## [What is required]
Please quote every one of the following lines word for word.

(Data for object detection)
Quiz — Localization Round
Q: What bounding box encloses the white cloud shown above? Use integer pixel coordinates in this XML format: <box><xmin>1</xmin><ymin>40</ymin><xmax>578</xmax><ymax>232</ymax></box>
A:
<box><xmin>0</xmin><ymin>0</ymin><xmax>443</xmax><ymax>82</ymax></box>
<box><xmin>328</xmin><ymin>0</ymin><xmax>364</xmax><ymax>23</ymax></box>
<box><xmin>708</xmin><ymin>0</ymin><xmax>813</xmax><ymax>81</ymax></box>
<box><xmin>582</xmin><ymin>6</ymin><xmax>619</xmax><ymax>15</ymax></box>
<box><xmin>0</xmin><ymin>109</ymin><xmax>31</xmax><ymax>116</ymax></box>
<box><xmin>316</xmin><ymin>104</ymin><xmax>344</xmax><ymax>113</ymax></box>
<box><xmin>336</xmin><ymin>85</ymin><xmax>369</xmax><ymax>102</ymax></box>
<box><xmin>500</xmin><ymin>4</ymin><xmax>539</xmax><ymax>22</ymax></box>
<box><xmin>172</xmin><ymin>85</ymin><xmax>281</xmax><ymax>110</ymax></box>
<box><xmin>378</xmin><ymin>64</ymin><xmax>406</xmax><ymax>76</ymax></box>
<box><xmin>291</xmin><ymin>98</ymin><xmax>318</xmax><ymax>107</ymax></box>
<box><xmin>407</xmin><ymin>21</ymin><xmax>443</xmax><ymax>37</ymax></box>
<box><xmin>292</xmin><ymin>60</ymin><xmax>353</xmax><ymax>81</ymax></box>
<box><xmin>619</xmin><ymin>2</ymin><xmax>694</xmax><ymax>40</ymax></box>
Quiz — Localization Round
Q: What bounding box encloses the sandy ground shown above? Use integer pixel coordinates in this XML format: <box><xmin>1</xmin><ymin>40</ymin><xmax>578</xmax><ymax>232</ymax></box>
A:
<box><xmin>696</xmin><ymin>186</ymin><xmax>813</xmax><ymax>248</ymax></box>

## [Written reply]
Quiz — Localization Round
Q: What bounding box encloses the white cloud shown above? Use integer pixel coordinates in this XML format: <box><xmin>1</xmin><ymin>40</ymin><xmax>578</xmax><ymax>232</ymax></box>
A:
<box><xmin>0</xmin><ymin>0</ymin><xmax>443</xmax><ymax>82</ymax></box>
<box><xmin>328</xmin><ymin>0</ymin><xmax>364</xmax><ymax>23</ymax></box>
<box><xmin>708</xmin><ymin>0</ymin><xmax>813</xmax><ymax>81</ymax></box>
<box><xmin>582</xmin><ymin>6</ymin><xmax>619</xmax><ymax>15</ymax></box>
<box><xmin>0</xmin><ymin>109</ymin><xmax>31</xmax><ymax>116</ymax></box>
<box><xmin>316</xmin><ymin>104</ymin><xmax>344</xmax><ymax>113</ymax></box>
<box><xmin>336</xmin><ymin>85</ymin><xmax>369</xmax><ymax>102</ymax></box>
<box><xmin>500</xmin><ymin>4</ymin><xmax>539</xmax><ymax>22</ymax></box>
<box><xmin>172</xmin><ymin>85</ymin><xmax>281</xmax><ymax>110</ymax></box>
<box><xmin>378</xmin><ymin>64</ymin><xmax>406</xmax><ymax>76</ymax></box>
<box><xmin>291</xmin><ymin>98</ymin><xmax>318</xmax><ymax>107</ymax></box>
<box><xmin>407</xmin><ymin>21</ymin><xmax>443</xmax><ymax>37</ymax></box>
<box><xmin>292</xmin><ymin>60</ymin><xmax>353</xmax><ymax>81</ymax></box>
<box><xmin>619</xmin><ymin>2</ymin><xmax>694</xmax><ymax>40</ymax></box>
Quiz — Localization Round
Q: What bounding box encloses the sandy ground shown above? Use integer pixel coordinates in this XML format: <box><xmin>1</xmin><ymin>40</ymin><xmax>578</xmax><ymax>232</ymax></box>
A:
<box><xmin>696</xmin><ymin>186</ymin><xmax>813</xmax><ymax>248</ymax></box>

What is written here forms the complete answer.